**What is needed**.
Rewrite the stretch of lines from the very first one through the line containing "[[[148,98],[149,80],[1,78],[2,98]]]", swapping "sky" for "heavens" and keeping everything else the same. Omit the pictures.

**Raw records**.
## BEGIN
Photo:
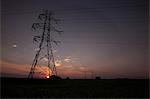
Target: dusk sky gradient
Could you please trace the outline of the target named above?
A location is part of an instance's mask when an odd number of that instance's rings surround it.
[[[148,0],[2,0],[1,76],[27,77],[35,49],[31,30],[42,9],[61,19],[54,46],[58,74],[148,78]]]

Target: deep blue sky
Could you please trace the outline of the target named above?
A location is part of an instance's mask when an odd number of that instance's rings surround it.
[[[148,77],[146,1],[2,0],[2,62],[29,71],[37,46],[31,26],[48,9],[62,20],[64,33],[57,37],[62,43],[55,47],[60,75],[82,77],[83,71],[94,71],[106,78]],[[11,74],[5,65],[2,72]]]

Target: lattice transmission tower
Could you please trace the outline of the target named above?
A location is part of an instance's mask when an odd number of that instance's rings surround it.
[[[60,41],[54,39],[56,33],[61,34],[63,32],[55,28],[55,26],[59,25],[59,21],[59,19],[54,18],[51,11],[43,10],[38,16],[38,22],[33,23],[32,29],[38,32],[40,31],[38,35],[33,37],[33,41],[37,42],[39,45],[28,78],[34,77],[36,67],[43,58],[47,59],[46,65],[49,69],[49,77],[51,75],[57,76],[53,44],[58,45],[58,43],[60,43]]]

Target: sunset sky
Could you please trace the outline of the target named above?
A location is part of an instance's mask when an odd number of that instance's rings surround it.
[[[61,19],[54,46],[58,75],[148,78],[148,0],[2,0],[1,76],[27,77],[42,9]],[[46,59],[43,59],[43,62]],[[43,66],[45,68],[45,66]]]

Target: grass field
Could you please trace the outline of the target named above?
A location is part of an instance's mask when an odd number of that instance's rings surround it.
[[[148,98],[149,80],[1,78],[2,98]]]

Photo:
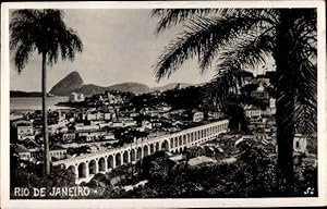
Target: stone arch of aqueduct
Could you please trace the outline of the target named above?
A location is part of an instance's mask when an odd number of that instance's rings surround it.
[[[219,134],[228,131],[228,120],[222,120],[155,138],[138,138],[135,143],[123,147],[59,160],[52,164],[63,164],[65,168],[71,169],[75,174],[76,183],[80,184],[88,182],[97,173],[110,172],[117,167],[136,162],[156,151],[181,152],[187,147],[214,139]]]

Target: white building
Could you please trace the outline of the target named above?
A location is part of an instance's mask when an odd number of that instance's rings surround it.
[[[306,152],[307,140],[302,134],[295,134],[293,140],[293,150],[298,153]]]
[[[203,112],[195,112],[193,114],[193,122],[201,122],[204,120],[204,113]]]
[[[265,91],[264,86],[261,84],[256,90],[251,93],[251,97],[257,98],[257,99],[268,99],[269,94]]]
[[[259,108],[255,108],[253,106],[246,106],[244,108],[246,118],[259,118],[262,116],[262,110]]]

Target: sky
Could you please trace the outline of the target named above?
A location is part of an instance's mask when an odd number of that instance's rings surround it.
[[[196,61],[186,61],[169,79],[156,83],[153,65],[165,46],[173,40],[181,27],[156,35],[158,19],[150,17],[144,9],[64,10],[64,22],[77,32],[84,44],[83,53],[73,62],[61,61],[48,66],[47,88],[77,71],[85,84],[110,86],[123,82],[137,82],[150,87],[172,82],[198,84],[208,82],[215,71],[199,73]],[[12,90],[40,91],[40,56],[33,53],[21,74],[11,60],[10,88]]]

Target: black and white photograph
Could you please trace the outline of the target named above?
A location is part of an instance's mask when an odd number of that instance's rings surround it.
[[[1,15],[1,207],[326,205],[324,1]]]

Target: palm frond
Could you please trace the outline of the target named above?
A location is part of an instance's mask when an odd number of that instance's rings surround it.
[[[227,13],[228,11],[222,9],[155,9],[150,15],[160,19],[156,28],[156,33],[159,34],[186,20],[216,12]]]
[[[271,32],[240,40],[239,45],[221,53],[222,62],[216,66],[217,74],[203,94],[205,103],[214,99],[215,102],[220,102],[218,104],[220,109],[226,108],[221,102],[226,102],[227,97],[242,86],[241,72],[245,67],[255,69],[264,64],[274,48],[275,37]]]
[[[186,59],[206,53],[214,45],[216,48],[226,48],[254,24],[261,22],[259,17],[239,16],[234,19],[198,17],[187,25],[175,41],[165,48],[165,51],[155,64],[157,81],[169,77]]]

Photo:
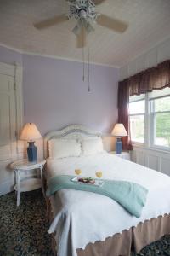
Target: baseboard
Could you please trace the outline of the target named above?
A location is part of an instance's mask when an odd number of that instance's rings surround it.
[[[7,180],[3,183],[0,183],[0,196],[5,194],[14,191],[14,184],[11,180]]]

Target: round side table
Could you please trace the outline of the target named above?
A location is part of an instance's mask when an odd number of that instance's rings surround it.
[[[29,162],[28,160],[24,159],[11,164],[10,166],[15,173],[14,190],[17,191],[17,207],[20,206],[21,192],[31,191],[42,188],[43,195],[45,195],[42,179],[42,171],[45,163],[45,160]],[[30,170],[37,170],[38,172],[36,173],[37,175],[27,174],[26,172],[29,172],[27,171]],[[20,177],[21,173],[24,175],[23,178]]]

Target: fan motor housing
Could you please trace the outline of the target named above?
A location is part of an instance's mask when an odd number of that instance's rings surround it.
[[[69,19],[79,20],[82,18],[89,18],[91,20],[95,20],[97,13],[95,5],[91,0],[69,0]]]

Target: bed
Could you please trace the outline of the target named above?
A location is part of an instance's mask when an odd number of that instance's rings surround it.
[[[47,183],[57,175],[95,177],[136,183],[148,189],[146,204],[139,218],[131,215],[116,201],[87,191],[61,189],[50,196],[52,223],[58,256],[128,256],[170,234],[170,177],[102,151],[89,155],[60,159],[48,157],[52,139],[77,141],[99,138],[101,133],[82,125],[69,125],[49,132],[44,138]]]

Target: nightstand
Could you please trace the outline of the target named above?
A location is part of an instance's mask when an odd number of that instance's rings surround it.
[[[29,162],[27,160],[20,160],[11,164],[11,168],[15,172],[14,190],[17,191],[17,207],[20,206],[20,193],[31,191],[42,188],[44,194],[42,171],[46,160]],[[37,170],[35,173],[29,173],[31,170]],[[23,177],[21,177],[23,176]]]
[[[128,160],[130,161],[130,153],[128,151],[122,151],[121,154],[116,154],[116,151],[110,152],[110,154],[113,154],[115,156]]]

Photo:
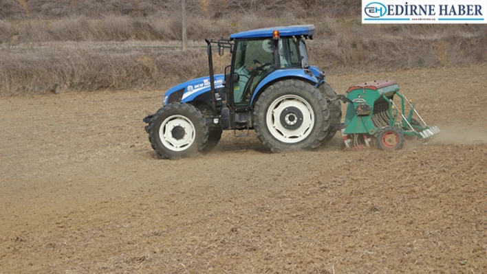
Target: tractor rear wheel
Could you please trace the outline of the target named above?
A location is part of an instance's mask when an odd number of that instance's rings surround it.
[[[328,102],[328,108],[329,109],[329,122],[331,126],[328,130],[328,134],[327,134],[323,140],[323,141],[327,142],[335,136],[336,131],[338,130],[336,126],[340,124],[342,122],[342,104],[340,100],[337,100],[338,96],[336,95],[336,93],[327,82],[323,82],[318,89],[320,90],[321,94],[327,99],[327,101],[329,100]],[[335,126],[335,127],[334,127],[334,126]]]
[[[188,104],[171,103],[152,117],[149,136],[161,157],[176,159],[202,151],[208,141],[208,128],[198,109]]]
[[[400,128],[385,126],[377,134],[377,146],[382,150],[397,150],[402,148],[404,135]]]
[[[253,120],[257,137],[272,152],[316,148],[328,133],[329,109],[318,89],[285,80],[260,95]]]

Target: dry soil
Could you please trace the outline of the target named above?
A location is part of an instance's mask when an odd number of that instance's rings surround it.
[[[486,273],[487,66],[397,80],[428,145],[270,154],[252,133],[159,159],[164,91],[0,98],[0,273]]]

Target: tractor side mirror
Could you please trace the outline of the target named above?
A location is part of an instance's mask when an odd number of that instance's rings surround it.
[[[239,75],[239,73],[235,73],[232,74],[232,82],[233,82],[234,83],[236,83],[236,82],[239,82],[239,80],[240,80],[240,76]]]

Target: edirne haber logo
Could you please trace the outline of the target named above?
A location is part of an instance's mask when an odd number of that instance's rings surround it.
[[[362,0],[362,23],[487,23],[487,0]]]

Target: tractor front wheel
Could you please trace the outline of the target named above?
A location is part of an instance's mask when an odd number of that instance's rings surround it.
[[[253,119],[257,137],[273,152],[316,148],[328,133],[329,109],[316,87],[285,80],[260,95]]]
[[[163,158],[192,156],[204,148],[208,128],[201,112],[184,103],[171,103],[158,111],[149,124],[152,147]]]
[[[404,135],[402,130],[393,126],[385,126],[377,134],[377,146],[382,150],[397,150],[402,148]]]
## END
**Task response**.
Photo:
Target: dusk heavens gradient
Could you please trace the outline of the target named above?
A location is part of an instance's mask when an odd number of that instance's rings surround it.
[[[148,0],[2,0],[1,76],[27,77],[35,49],[31,30],[42,9],[61,19],[54,46],[58,74],[148,78]]]

Target: deep blue heavens
Could you please trace the outline of the target named above?
A location is part of an instance's mask when an odd number of that instance's rings surround it.
[[[148,77],[146,1],[2,0],[2,62],[29,71],[37,46],[31,26],[48,9],[62,20],[64,33],[57,37],[62,43],[55,47],[60,75],[82,77],[83,71],[94,71],[106,78]],[[11,74],[5,65],[2,72]]]

Target: lattice transmission tower
Could you please trace the outline of the target named above?
A location is part of an instance's mask when an odd number of that instance's rings surround it.
[[[60,41],[54,39],[56,33],[61,34],[63,32],[55,28],[55,26],[59,25],[59,21],[59,19],[54,18],[51,11],[43,10],[38,16],[38,22],[33,23],[32,29],[38,32],[40,31],[38,35],[33,37],[33,41],[37,42],[39,45],[28,78],[34,77],[36,67],[43,58],[47,59],[46,65],[49,69],[49,77],[51,75],[57,76],[53,44],[58,45],[58,43],[60,43]]]

Target: sunset heavens
Could you please trace the outline of the target named above?
A location is part of an instance's mask when an odd number of that instance's rings surround it.
[[[61,19],[54,46],[58,75],[148,78],[148,0],[2,0],[1,76],[27,77],[42,9]],[[46,59],[43,59],[43,62]],[[43,66],[45,68],[45,66]]]

Target: grass field
Could you please trace the outline of the target named above?
A location is part of an instance's mask when an odd number of that instance's rings surround it.
[[[148,98],[149,80],[1,78],[2,98]]]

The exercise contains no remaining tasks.